**THE PROBLEM**
Gather each line of the rows below that contains the word "come", and copy those lines.

<<<<

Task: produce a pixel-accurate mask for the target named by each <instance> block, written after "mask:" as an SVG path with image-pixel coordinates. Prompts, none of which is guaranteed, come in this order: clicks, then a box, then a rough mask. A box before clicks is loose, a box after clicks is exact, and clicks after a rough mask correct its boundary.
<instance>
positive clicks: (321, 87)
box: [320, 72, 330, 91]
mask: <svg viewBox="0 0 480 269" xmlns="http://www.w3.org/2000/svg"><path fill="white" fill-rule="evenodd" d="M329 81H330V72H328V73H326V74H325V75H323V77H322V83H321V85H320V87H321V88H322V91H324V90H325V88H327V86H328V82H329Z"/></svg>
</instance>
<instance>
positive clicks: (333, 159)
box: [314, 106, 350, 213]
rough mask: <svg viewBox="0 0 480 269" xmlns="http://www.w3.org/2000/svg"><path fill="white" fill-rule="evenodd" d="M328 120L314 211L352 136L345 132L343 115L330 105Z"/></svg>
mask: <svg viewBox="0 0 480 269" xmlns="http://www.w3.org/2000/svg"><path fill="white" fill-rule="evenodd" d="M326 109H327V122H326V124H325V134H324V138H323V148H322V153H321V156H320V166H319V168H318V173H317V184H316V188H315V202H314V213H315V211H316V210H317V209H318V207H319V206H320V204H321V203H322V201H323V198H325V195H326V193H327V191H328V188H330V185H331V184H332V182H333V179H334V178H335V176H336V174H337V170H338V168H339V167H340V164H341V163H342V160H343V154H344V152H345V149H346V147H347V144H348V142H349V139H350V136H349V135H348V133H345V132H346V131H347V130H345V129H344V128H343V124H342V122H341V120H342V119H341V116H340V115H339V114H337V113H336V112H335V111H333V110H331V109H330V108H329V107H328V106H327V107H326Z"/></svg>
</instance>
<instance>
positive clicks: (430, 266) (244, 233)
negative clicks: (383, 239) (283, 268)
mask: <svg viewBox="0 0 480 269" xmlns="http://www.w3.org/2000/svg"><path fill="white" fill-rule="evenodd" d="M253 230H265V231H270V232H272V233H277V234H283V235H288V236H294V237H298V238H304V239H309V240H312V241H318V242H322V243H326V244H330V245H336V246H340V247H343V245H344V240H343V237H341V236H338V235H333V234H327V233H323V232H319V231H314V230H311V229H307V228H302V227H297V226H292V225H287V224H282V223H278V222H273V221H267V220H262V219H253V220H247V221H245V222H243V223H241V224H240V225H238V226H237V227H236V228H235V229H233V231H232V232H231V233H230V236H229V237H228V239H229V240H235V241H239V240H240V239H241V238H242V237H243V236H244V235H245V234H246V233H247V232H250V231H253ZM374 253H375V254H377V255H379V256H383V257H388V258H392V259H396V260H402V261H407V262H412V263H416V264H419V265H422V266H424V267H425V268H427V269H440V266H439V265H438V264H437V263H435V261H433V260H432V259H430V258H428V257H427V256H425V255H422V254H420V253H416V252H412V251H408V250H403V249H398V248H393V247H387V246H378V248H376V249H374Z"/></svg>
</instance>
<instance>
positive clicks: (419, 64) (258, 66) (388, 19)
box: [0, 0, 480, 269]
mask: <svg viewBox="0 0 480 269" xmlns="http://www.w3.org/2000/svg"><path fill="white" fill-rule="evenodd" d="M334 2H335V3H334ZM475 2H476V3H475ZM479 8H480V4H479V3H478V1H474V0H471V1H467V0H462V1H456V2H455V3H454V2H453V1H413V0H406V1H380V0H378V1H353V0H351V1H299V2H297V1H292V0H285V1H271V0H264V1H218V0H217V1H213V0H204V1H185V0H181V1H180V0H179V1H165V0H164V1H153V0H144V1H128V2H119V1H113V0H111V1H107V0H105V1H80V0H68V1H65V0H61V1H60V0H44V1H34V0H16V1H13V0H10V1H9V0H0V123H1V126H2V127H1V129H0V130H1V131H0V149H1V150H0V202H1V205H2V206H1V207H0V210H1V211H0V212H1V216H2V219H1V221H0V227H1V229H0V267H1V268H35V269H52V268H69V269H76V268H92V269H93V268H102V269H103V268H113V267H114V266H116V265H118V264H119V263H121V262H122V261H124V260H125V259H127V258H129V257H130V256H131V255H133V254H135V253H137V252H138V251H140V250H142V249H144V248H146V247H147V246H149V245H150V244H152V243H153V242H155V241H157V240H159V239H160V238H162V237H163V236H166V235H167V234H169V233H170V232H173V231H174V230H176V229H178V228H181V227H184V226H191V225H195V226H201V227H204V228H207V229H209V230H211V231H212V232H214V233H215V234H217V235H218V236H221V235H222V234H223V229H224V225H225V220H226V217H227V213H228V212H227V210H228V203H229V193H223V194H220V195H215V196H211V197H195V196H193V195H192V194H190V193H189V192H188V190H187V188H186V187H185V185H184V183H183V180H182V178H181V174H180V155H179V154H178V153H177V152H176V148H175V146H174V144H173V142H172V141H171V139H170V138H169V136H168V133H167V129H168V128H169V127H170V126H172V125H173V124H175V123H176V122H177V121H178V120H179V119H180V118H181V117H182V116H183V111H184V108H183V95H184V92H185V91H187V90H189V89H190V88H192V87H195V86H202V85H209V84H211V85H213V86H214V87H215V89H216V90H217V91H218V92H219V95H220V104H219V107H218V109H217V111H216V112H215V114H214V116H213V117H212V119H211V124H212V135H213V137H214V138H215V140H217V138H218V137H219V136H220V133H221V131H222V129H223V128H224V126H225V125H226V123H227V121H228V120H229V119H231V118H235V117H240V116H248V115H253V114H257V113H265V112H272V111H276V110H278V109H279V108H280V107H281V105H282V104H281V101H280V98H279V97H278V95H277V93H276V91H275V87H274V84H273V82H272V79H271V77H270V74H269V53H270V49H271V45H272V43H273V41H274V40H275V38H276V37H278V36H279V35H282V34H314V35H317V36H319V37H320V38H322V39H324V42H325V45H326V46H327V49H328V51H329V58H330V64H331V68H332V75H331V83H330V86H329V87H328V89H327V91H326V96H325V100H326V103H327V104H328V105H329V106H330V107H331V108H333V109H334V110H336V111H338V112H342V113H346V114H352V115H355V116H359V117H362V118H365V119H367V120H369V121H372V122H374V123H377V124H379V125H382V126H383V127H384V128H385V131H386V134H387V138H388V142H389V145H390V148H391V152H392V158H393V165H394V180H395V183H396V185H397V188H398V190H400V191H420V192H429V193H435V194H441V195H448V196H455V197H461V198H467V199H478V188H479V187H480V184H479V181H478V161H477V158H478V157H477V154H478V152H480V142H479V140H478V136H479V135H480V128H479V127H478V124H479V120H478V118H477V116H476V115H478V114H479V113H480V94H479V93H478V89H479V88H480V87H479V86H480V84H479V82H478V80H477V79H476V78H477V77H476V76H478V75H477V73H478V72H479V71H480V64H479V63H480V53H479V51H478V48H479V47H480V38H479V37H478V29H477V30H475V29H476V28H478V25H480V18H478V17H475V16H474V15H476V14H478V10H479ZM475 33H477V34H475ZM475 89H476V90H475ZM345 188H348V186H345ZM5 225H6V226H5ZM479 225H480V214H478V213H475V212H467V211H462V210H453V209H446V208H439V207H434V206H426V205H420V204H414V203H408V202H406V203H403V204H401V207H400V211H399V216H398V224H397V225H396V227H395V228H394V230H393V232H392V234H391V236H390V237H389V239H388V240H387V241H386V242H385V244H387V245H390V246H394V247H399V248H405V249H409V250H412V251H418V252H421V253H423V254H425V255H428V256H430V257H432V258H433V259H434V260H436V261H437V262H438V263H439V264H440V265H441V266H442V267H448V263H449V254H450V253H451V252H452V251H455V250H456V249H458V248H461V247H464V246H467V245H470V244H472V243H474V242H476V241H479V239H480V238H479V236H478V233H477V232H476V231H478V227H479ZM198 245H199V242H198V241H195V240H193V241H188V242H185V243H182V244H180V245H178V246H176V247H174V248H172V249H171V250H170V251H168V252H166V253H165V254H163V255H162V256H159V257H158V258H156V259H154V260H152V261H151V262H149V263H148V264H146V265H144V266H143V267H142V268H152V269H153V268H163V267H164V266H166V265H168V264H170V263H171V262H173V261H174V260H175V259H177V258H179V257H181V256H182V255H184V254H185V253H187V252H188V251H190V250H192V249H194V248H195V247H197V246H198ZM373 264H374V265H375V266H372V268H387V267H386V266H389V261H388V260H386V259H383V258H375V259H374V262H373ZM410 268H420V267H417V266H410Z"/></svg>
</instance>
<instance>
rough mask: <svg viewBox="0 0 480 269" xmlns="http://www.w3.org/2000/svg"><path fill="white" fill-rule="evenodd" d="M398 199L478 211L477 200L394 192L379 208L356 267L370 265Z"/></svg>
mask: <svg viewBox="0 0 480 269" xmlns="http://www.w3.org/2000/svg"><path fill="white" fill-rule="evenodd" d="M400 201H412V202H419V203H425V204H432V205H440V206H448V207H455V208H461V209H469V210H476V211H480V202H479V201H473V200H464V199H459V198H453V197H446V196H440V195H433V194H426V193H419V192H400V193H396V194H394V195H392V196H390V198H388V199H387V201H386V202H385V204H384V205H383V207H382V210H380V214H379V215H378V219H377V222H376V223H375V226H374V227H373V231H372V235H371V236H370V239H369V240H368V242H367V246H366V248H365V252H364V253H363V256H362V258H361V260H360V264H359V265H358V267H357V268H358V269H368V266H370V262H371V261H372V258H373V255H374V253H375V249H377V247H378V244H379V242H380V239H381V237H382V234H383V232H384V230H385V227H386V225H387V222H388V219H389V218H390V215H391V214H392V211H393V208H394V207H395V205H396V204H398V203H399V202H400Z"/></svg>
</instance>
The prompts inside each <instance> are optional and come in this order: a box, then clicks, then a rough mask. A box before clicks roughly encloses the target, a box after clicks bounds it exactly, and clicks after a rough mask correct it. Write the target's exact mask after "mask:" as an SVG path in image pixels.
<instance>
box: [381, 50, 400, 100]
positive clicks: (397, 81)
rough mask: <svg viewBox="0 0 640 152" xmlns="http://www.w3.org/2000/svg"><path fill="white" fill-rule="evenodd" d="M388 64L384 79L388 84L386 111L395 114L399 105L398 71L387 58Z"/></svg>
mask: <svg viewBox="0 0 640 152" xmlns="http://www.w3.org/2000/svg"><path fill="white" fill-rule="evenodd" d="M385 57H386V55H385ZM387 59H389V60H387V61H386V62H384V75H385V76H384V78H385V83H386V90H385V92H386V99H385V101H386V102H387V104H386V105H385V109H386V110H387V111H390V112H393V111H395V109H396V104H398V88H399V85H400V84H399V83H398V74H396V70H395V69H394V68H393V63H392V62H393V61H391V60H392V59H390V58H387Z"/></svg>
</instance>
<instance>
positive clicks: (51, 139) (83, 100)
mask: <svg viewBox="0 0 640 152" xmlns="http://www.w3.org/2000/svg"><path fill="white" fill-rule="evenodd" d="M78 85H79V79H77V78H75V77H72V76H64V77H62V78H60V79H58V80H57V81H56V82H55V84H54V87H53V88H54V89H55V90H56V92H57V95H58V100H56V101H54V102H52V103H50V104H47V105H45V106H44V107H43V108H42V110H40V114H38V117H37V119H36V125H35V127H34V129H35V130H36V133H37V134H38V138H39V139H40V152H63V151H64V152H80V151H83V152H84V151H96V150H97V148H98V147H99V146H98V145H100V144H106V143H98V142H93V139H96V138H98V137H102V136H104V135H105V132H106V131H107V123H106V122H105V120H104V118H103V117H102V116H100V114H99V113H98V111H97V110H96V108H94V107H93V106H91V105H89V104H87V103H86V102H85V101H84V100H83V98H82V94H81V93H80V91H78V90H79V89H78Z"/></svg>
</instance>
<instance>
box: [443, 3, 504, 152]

>>>>

**EXERCISE RESULT**
Task: produce a pixel-accurate mask for the target named by each <instance> block, written after "mask:" as an SVG path with image-pixel coordinates. Prompts, none of which is guaranteed, come in this order: clicks, then a box, then a rough mask. A box before clicks is loose, a box after clicks is exact, and clicks after a rough mask correct its boundary.
The prompts inside each <instance> are optional and come in this order: a box, then clicks, then a rough mask. A box before clicks roughly encloses the target, a box after clicks bounds it exactly, and clicks after a rough mask correct it. Write the target's exact mask after "mask:" as an SVG path in image pixels.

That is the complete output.